**Exercise material:**
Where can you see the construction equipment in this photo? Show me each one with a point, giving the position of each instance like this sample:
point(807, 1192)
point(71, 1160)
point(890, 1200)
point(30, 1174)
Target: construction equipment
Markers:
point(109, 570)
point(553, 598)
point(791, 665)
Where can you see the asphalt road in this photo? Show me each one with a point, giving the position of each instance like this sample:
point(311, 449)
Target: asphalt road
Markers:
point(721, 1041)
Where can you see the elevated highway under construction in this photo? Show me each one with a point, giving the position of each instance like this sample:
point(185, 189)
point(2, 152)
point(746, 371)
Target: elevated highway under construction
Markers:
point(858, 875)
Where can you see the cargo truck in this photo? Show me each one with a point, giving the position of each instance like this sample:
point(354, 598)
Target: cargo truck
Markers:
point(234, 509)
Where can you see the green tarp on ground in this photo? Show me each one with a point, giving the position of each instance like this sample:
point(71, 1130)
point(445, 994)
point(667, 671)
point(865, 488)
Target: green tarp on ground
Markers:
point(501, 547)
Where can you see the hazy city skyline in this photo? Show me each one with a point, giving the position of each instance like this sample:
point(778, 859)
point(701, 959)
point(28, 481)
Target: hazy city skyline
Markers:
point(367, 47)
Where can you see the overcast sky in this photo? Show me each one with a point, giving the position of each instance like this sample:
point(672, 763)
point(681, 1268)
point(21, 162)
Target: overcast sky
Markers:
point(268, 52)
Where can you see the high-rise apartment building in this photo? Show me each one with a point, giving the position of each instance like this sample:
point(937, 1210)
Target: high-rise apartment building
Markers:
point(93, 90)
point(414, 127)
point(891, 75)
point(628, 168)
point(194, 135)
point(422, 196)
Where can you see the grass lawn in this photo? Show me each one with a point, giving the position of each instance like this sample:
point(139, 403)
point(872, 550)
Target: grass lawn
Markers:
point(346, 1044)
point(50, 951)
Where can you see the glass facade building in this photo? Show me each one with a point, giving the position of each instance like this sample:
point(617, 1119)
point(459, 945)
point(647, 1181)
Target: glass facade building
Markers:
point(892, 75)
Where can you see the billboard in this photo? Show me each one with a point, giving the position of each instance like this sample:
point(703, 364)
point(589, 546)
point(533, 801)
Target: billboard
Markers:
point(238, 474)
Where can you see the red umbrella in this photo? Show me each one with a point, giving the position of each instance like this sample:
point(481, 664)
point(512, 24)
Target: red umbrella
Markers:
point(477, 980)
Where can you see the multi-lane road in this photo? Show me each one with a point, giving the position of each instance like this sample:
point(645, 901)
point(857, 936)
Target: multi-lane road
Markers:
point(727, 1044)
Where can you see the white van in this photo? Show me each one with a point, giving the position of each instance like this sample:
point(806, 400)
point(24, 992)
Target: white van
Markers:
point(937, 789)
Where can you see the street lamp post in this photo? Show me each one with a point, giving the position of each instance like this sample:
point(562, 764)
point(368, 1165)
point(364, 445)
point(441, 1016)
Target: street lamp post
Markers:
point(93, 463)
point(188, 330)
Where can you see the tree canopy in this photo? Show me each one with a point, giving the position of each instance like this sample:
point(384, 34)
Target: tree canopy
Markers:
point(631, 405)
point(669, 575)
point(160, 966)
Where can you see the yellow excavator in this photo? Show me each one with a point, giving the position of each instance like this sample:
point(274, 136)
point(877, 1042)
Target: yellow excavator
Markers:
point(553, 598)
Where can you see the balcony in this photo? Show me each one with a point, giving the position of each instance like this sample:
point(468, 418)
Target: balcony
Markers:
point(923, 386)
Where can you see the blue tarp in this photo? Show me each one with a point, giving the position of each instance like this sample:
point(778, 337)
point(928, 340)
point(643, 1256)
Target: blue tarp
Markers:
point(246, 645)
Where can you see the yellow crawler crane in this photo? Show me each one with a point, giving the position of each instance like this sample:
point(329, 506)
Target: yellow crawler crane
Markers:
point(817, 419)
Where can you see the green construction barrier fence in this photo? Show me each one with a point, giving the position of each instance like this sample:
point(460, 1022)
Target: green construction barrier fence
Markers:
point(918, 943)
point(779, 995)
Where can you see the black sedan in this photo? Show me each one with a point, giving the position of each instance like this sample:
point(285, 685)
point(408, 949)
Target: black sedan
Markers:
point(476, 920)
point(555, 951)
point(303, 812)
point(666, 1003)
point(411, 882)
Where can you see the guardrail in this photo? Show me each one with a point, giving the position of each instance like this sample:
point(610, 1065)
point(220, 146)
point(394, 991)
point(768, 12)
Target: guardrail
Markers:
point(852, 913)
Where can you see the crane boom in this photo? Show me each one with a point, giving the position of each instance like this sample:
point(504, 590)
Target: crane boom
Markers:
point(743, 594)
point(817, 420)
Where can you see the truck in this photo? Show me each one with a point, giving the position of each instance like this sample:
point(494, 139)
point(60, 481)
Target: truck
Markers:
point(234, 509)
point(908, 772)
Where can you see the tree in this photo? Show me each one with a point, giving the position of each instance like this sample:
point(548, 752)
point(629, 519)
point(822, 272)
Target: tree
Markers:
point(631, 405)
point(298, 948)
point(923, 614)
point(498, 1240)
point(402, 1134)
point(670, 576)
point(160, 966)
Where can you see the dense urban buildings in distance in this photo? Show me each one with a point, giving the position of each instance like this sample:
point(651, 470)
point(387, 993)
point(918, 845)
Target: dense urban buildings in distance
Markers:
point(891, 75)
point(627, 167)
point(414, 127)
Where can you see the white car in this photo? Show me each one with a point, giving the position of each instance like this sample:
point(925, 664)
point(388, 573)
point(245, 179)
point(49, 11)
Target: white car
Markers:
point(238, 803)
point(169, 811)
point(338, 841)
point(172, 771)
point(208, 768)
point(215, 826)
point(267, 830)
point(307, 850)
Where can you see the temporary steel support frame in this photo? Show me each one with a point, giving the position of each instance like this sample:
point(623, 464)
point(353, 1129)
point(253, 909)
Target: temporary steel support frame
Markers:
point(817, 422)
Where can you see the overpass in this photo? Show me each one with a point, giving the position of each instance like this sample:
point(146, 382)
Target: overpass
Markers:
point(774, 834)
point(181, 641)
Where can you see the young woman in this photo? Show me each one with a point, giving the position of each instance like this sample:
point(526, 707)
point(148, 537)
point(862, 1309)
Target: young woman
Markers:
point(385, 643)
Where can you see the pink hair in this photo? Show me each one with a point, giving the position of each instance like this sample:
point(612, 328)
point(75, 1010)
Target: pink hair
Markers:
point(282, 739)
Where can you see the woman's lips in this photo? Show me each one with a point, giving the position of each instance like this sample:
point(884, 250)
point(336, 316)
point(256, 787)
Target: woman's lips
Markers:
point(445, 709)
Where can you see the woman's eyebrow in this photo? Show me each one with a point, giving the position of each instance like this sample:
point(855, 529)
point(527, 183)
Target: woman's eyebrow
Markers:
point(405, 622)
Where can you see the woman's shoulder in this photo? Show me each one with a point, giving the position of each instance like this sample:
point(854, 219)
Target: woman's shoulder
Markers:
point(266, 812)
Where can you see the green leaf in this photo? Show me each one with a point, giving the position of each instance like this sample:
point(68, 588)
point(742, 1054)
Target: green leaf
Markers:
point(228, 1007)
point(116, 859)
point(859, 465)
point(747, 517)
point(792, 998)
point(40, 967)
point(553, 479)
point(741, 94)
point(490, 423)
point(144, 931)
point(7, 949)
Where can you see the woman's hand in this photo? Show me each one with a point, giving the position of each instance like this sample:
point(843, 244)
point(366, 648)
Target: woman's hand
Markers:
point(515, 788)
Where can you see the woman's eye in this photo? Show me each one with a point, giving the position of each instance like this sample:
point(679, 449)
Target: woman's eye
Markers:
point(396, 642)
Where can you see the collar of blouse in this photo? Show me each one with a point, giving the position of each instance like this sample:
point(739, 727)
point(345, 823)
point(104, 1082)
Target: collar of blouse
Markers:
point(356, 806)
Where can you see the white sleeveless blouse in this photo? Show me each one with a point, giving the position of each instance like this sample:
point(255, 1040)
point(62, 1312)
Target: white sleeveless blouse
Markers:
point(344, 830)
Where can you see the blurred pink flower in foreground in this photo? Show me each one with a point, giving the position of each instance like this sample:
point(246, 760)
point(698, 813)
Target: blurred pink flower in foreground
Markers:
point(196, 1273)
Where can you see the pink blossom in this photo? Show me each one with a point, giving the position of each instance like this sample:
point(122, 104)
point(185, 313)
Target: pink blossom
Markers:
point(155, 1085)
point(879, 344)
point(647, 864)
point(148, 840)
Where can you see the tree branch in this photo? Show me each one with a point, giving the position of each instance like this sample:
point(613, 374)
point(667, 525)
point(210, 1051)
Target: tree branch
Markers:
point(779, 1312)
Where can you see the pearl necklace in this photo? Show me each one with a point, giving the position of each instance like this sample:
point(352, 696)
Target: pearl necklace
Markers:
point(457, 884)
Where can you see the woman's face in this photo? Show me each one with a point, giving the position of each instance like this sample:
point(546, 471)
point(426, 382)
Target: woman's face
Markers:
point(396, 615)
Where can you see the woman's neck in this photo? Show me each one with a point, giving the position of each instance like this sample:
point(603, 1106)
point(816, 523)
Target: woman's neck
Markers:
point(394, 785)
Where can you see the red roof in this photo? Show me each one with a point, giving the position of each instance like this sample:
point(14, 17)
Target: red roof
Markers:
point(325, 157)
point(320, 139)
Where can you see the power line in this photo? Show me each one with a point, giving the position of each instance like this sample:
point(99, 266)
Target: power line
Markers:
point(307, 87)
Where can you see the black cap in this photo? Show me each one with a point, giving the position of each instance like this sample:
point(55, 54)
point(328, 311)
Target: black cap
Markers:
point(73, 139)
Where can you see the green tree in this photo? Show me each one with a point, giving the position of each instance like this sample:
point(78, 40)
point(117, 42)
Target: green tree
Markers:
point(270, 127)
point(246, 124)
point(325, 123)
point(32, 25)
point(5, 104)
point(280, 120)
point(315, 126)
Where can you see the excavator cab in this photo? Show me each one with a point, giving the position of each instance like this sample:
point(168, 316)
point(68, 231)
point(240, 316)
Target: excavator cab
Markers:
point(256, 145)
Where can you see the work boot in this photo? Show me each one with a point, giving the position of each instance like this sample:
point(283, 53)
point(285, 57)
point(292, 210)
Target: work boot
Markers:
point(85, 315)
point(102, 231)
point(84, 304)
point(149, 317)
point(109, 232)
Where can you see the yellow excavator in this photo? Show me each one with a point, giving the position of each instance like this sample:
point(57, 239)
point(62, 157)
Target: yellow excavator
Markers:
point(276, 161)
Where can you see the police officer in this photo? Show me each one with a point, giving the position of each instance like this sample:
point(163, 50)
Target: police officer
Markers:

**Problem:**
Recast the stretch above, from the line containing "Where can you see the young" through the line containing "point(445, 709)", as a numbered list, leaving out blank lines.

**Written response:**
1. Where can you see the young woman in this photo? Show me each one with a point, giving the position of each instance like this sample:
2. point(526, 707)
3. point(148, 537)
4. point(862, 1309)
5. Target: young woman
6. Markers:
7. point(385, 643)
8. Where can you see the pink hair in this photo? Show me each one with a point, giving the position of each instance like this sample:
9. point(612, 328)
10. point(75, 1010)
11. Target: pink hair
12. Markers:
13. point(282, 739)
14. Where can you see the woman's lips in this photo? Show me each one with a point, giving the position of each instance like this sample:
15. point(884, 250)
16. point(336, 316)
17. point(256, 787)
18. Target: woman's lips
19. Markers:
20. point(445, 709)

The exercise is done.